====== RECORDS FOR PROCESSING ======

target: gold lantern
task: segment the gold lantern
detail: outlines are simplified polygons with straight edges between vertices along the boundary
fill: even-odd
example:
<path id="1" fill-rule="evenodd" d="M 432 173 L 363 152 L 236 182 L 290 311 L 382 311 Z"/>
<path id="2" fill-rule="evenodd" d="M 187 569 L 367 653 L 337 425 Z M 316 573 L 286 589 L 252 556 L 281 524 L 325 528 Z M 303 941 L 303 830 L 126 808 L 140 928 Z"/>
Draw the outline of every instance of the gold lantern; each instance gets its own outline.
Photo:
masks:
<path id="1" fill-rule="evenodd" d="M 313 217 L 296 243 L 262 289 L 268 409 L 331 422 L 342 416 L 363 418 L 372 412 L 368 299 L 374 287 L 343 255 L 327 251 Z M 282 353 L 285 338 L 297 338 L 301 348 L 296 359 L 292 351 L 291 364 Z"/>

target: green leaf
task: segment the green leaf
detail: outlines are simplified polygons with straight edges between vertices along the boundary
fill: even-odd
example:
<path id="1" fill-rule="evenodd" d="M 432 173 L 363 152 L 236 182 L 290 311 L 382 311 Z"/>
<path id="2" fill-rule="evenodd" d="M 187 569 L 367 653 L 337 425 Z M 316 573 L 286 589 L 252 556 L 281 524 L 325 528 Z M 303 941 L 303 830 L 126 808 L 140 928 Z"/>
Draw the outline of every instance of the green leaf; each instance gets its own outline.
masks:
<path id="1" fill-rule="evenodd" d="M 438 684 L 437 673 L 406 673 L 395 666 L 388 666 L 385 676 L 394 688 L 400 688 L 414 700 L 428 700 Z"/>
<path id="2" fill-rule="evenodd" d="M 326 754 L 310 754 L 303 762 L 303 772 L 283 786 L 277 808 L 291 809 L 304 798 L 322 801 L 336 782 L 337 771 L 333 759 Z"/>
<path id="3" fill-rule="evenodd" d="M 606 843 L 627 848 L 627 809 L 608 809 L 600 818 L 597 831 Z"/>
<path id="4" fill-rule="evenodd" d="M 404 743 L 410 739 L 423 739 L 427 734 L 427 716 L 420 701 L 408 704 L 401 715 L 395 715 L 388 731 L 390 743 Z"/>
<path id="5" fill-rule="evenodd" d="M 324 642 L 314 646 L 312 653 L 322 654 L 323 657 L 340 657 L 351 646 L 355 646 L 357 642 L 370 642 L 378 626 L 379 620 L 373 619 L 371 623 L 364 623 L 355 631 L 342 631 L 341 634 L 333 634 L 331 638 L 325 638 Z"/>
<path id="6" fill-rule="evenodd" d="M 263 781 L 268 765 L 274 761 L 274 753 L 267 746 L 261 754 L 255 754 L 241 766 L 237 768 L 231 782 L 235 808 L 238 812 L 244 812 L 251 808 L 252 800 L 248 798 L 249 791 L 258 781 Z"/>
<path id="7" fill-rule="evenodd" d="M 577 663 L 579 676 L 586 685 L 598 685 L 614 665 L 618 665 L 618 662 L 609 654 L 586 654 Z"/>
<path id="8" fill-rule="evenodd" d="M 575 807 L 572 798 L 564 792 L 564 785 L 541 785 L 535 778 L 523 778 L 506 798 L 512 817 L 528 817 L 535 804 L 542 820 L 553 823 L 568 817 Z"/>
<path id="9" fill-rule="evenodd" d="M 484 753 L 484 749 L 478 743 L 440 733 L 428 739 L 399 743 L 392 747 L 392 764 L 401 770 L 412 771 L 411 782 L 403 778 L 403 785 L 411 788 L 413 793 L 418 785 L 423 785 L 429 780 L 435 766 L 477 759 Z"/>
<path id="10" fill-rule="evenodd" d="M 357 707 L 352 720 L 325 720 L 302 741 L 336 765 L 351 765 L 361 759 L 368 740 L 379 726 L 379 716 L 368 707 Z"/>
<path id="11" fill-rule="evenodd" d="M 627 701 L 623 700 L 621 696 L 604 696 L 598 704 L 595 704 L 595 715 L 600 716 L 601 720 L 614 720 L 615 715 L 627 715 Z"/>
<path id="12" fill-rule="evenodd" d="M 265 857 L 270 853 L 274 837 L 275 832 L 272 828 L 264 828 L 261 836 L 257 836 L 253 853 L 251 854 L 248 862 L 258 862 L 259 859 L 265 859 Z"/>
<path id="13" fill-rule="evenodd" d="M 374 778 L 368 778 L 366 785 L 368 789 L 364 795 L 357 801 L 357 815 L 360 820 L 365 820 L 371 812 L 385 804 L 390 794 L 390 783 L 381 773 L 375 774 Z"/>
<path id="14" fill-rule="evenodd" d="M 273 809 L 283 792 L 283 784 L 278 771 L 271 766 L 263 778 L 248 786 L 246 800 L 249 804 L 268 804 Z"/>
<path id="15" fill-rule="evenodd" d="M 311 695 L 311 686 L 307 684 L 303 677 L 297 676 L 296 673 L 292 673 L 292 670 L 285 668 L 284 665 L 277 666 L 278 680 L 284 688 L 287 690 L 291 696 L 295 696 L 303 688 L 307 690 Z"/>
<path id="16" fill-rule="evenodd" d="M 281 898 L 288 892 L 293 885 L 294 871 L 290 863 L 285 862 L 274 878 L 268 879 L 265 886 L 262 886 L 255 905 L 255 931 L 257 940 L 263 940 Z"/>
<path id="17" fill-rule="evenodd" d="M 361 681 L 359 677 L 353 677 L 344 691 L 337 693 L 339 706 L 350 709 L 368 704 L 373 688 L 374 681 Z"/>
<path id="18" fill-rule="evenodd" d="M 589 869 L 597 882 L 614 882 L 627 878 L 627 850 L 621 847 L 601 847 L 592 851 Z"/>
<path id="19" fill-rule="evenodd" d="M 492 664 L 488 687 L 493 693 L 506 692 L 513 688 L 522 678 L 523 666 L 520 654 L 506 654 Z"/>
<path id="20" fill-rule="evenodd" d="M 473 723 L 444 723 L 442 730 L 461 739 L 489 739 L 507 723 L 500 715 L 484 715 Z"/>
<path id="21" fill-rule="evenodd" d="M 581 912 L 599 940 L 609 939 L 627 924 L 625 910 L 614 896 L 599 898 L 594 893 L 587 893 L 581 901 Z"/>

======

◆ EXERCISE ◆
Can you reproduce every line from the start of the items through the line containing "313 217 L 296", that line included and requests kept, multiplying each coordinate in the answer outlines by 1.05 and rounding to whole numbers with halves rounded up? Leave the numbers in the requests and their format samples unchanged.

◆ FINISHED EXERCISE ◆
target: gold lantern
task: segment the gold lantern
detail: outlines are simplified polygons with straight edges between vertices along the boundary
fill: even-odd
example:
<path id="1" fill-rule="evenodd" d="M 432 173 L 363 152 L 236 182 L 290 311 L 382 311 Z"/>
<path id="2" fill-rule="evenodd" d="M 187 569 L 367 653 L 337 425 Z M 316 573 L 286 589 L 252 556 L 281 524 L 325 528 Z M 303 941 L 303 830 L 126 808 L 140 928 Z"/>
Draw the outline of every instance of the gold lantern; each instance gets its own outline.
Photo:
masks:
<path id="1" fill-rule="evenodd" d="M 329 228 L 311 255 L 275 303 L 281 429 L 348 443 L 359 437 L 381 439 L 391 433 L 386 314 L 393 301 L 360 268 L 343 264 Z M 296 371 L 299 355 L 312 355 L 316 365 L 311 377 L 307 369 L 306 382 Z"/>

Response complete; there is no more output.